PROBLEM 1
Please rewrite the stretch of the film summary from "The gods in" through "down from heaven.", substituting "Celestial Emperor" for "Jade Emperor".
PROBLEM 2
Answer these questions from the film summary:
(a) In what year was the film released, and who directed it?
(b) Who appears first when the Emperor summons Dragon?
(c) What does the Bodhisattva give Dragon to help him in his mission?

** start of TEXT SECTION **

The Mad Monk ( is a 1993 Hong Kong fantasy comedy film directed by Johnnie To, and starring Stephen Chow as the "Mad Monk" Ji Gong, a popular Chinese folklore figure from the Southern Song Dynasty. The film follows "Dragon Fighter Luohan" as he accepts a challenge from the gods to change the fate of a beggar, a prostitute, and a villain in three heavenly days. He is reborn on earth as a mere mortal and ultimately battles an evil demon to stave off hell on earth.

Plot

The gods in Heaven complain to the Jade Emperor about the malicious practical jokes played on them by Dragon Fighter Lohan. The Emperor summons Dragon, but Tiger Fighter Lohan appears instead to defend his friend. Dragon then appears and rebukes the various gods for their own horrible judgments on mankind, and insists that he can do a better job. The Jade Emperor banishes Dragon and Tiger to be reincarnated as animals, but the Bodhisattva Guan Yin intervenes. Jade Emperor issues Dragon a challenge: if he can change the fates of three people destined to nine incarnations in the same roles — a beggar, a prostitute, and a villain — within three heavenly days, he will not be punished. The Bodhisattva gives Dragon a magical fan to help him in his mission - but Tiger takes the fan away from him moments before he is forced down from heaven.

** end of TEXT SECTION **
** start of ITEMS **

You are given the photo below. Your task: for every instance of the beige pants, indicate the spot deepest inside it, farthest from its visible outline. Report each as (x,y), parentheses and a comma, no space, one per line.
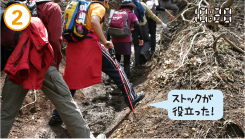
(55,88)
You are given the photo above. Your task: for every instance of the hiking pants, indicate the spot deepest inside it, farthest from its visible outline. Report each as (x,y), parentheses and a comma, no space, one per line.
(141,50)
(152,31)
(109,67)
(126,63)
(169,6)
(55,88)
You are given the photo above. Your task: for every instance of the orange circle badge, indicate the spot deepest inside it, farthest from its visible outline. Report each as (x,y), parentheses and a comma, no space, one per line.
(17,17)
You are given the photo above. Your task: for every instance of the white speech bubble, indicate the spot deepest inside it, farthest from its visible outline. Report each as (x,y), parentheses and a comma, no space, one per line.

** end of ITEMS **

WRITTEN ANSWER 1
The gods in Heaven complain to the Celestial Emperor about the malicious practical jokes played on them by Dragon Fighter Lohan. The Emperor summons Dragon, but Tiger Fighter Lohan appears instead to defend his friend. Dragon then appears and rebukes the various gods for their own horrible judgments on mankind, and insists that he can do a better job. The Celestial Emperor banishes Dragon and Tiger to be reincarnated as animals, but the Bodhisattva Guan Yin intervenes. Celestial Emperor issues Dragon a challenge: if he can change the fates of three people destined to nine incarnations in the same roles — a beggar, a prostitute, and a villain — within three heavenly days, he will not be punished. The Bodhisattva gives Dragon a magical fan to help him in his mission - but Tiger takes the fan away from him moments before he is forced down from heaven.

WRITTEN ANSWER 2
(a) 1993, directed by Johnnie To.
(b) Tiger Fighter Lohan.
(c) A magical fan.